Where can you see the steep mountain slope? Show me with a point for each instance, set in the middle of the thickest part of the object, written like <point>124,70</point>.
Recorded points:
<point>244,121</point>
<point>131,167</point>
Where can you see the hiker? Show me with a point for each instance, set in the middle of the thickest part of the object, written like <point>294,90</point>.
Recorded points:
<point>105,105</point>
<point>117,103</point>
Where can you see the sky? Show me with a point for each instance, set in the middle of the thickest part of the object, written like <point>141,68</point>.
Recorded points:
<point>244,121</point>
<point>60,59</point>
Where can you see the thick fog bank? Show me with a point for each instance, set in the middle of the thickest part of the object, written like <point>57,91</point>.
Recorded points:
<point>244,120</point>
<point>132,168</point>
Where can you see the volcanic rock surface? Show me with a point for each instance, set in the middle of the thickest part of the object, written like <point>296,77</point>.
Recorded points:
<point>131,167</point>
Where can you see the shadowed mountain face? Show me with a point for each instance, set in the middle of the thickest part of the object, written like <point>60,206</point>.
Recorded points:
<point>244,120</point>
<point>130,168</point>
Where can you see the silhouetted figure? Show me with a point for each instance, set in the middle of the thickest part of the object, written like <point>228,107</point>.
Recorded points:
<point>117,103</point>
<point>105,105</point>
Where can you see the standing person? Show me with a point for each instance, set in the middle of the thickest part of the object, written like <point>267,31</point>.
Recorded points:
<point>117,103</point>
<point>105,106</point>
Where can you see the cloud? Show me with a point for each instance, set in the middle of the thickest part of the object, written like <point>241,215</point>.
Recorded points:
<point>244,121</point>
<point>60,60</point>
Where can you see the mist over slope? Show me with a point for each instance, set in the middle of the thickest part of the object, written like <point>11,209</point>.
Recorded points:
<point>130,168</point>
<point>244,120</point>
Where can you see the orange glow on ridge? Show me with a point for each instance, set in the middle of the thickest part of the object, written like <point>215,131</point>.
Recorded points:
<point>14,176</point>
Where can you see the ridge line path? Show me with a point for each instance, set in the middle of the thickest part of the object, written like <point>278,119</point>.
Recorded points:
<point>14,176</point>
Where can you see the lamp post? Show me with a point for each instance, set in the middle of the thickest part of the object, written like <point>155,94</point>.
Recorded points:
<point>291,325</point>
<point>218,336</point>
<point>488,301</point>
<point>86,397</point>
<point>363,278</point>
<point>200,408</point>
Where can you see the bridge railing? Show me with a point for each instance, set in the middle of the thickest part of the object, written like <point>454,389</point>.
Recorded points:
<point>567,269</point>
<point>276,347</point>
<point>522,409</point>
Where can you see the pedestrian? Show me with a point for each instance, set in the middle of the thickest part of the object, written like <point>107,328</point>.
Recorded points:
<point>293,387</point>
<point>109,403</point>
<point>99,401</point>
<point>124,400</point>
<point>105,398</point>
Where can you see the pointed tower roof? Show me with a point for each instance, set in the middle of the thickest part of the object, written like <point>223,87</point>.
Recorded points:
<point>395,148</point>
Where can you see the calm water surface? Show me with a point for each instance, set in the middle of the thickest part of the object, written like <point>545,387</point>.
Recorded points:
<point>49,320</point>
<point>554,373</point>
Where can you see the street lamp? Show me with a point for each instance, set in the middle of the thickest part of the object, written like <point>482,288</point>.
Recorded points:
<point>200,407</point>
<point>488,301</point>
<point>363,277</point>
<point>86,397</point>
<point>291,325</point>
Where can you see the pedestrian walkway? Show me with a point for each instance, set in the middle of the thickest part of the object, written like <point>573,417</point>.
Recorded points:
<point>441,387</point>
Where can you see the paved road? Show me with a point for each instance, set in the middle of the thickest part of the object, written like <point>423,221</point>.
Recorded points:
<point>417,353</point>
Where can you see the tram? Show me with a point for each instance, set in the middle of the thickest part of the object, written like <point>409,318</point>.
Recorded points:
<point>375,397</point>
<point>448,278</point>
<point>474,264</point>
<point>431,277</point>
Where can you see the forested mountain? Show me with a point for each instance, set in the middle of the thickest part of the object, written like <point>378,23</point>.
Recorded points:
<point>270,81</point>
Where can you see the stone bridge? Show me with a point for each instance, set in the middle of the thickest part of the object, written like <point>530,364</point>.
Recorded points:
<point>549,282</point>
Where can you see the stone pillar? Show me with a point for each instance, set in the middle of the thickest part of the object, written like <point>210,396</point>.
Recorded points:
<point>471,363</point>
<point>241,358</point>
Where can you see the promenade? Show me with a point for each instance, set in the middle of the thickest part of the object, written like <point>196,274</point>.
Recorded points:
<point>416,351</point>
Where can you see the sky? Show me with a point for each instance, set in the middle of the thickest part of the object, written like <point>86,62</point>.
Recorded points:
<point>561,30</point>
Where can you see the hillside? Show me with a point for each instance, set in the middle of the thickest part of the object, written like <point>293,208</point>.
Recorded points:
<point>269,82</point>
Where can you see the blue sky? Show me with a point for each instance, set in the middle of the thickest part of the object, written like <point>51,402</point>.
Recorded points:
━━━━━━━━━━
#### Your task
What you return must match the listing exactly, with nothing missing.

#### Exercise output
Where can you see the steep mountain slope? Show me with a point for each instance, set in the middle of the thickest part of the object, written like <point>124,70</point>.
Recorded points:
<point>244,121</point>
<point>131,167</point>
Where can you see the hiker? Show me with a point for each instance, set in the middle of the thickest part of the object, written like <point>294,90</point>.
Recorded points:
<point>105,105</point>
<point>117,103</point>
Where can you see the sky? Show me with a point for each instance, set in the middle of the thickest part of the object, written like <point>141,68</point>.
Recorded points:
<point>244,121</point>
<point>60,59</point>
Where can you see the thick fog bank? Show me with a point for each instance, set in the middle of the thickest part of the object, written like <point>57,91</point>.
Recorded points:
<point>244,120</point>
<point>132,168</point>
Where can you see the volcanic rock surface? Show me with a point for each instance, set in the middle of the thickest part of the object, written like <point>296,77</point>.
Recorded points:
<point>131,167</point>
Where can you see the shadowed mountain face? Show me with a point for each instance, set in the middle of the thickest part of the object, written like <point>60,206</point>.
Recorded points:
<point>244,120</point>
<point>130,168</point>
Where can you see the silhouetted figure? Show me with a point for each instance, set in the middle of the thickest part of the object, written like <point>228,107</point>.
Recorded points:
<point>117,103</point>
<point>105,105</point>
Where can you see the standing person? Show me with a point for each instance, set in the middle of the thickest part of the object, written like <point>267,31</point>.
Recorded points:
<point>117,103</point>
<point>105,106</point>
Where can you see the cloud? Show me with a point for each instance, set in the middle of the thickest part of the object, written like <point>241,215</point>.
Recorded points:
<point>244,121</point>
<point>60,60</point>
Where can you see the mist over slope? Show me with a point for each instance, set in the middle of the thickest part of the object, written like <point>11,209</point>.
Recorded points:
<point>130,168</point>
<point>244,120</point>
Where can you see the orange glow on ridge? Show me with a point for each instance, set in the middle of the thickest part of the object, written like <point>215,131</point>.
Recorded points:
<point>14,176</point>
Where can you see the ridge line path? Show me with a point for each instance, set in the middle of the thickest part of the object, written like <point>278,119</point>.
Recorded points:
<point>14,176</point>
Where can you see the lamp post? Show me with a point for each instance, set in the middle of the thickest part of the object, written like <point>155,94</point>.
Recorded points:
<point>291,325</point>
<point>218,336</point>
<point>488,301</point>
<point>86,397</point>
<point>363,278</point>
<point>200,408</point>
Where can you see the bridge railing? Show me with a point for each instance, set in the middle of the thickest part of the object, written like <point>454,389</point>.
Recorded points:
<point>567,269</point>
<point>276,347</point>
<point>522,409</point>
Where can you see the pedestrian? Show me with a point for each instance, set in the middle of the thickest part of the object, written like <point>107,328</point>.
Recorded points:
<point>293,387</point>
<point>109,403</point>
<point>99,401</point>
<point>124,400</point>
<point>105,398</point>
Where can you see the pointed tower roof? Show me with a point for each instance, set in the middle of the thickest part of the object, written like <point>223,87</point>.
Recorded points:
<point>395,148</point>
Where can you see the calm water surface? Show me with a point for each instance, set in the middle of the thickest part of the object, written like <point>545,387</point>.
Recorded points:
<point>49,320</point>
<point>554,373</point>
Where can you see the street lamp? Show me with a point for each instance, set in the middle of the thickest part of the object, written like <point>482,288</point>.
Recorded points:
<point>200,407</point>
<point>488,301</point>
<point>363,277</point>
<point>86,397</point>
<point>291,325</point>
Where can you see the pedestrian walkway? Show me with a point for each instance, set in the middle of the thickest part of the object, written like <point>573,417</point>.
Recorded points:
<point>441,387</point>
Where can you see the paved road? Show me with a point for each instance, set in the middle of the thickest part of the object, written like <point>423,221</point>.
Recorded points:
<point>417,353</point>
Where can you see the tram? Show me with a point for each instance, set in the middle of the thickest part of the object, written like <point>409,318</point>.
Recorded points:
<point>375,397</point>
<point>448,278</point>
<point>474,264</point>
<point>431,277</point>
Where can you see the forested mountain? Show me with a point for each instance, set in the middle of the thickest part of the object, written like <point>378,23</point>.
Recorded points:
<point>270,81</point>
Where can you see the stone bridge? Show me with a point for each instance, set in the middle of the thickest part of the object, written like <point>530,364</point>.
Recorded points:
<point>549,282</point>
Where can you see the stone pillar? Show me with a point for each instance, set in the middle of the thickest part of the object, written like <point>210,396</point>.
Recorded points:
<point>471,363</point>
<point>241,358</point>
Where can you see the promenade? Show me with a point for each instance, set in the middle of the thickest part of the object, written like <point>196,274</point>.
Recorded points:
<point>416,351</point>
Where can you see the sky? Show me with a point for each instance, set in the middle of the thickest part of the object, written like <point>86,62</point>.
Recorded points:
<point>561,30</point>
Where can you see the hillside? Show me with a point for each instance, set in the middle of the thickest part of the object, written like <point>293,208</point>.
Recorded points:
<point>269,82</point>
Where can you see the blue sky? Show me with a point for each instance, set in the middle of the thickest part of the object, written like <point>51,402</point>.
Recorded points:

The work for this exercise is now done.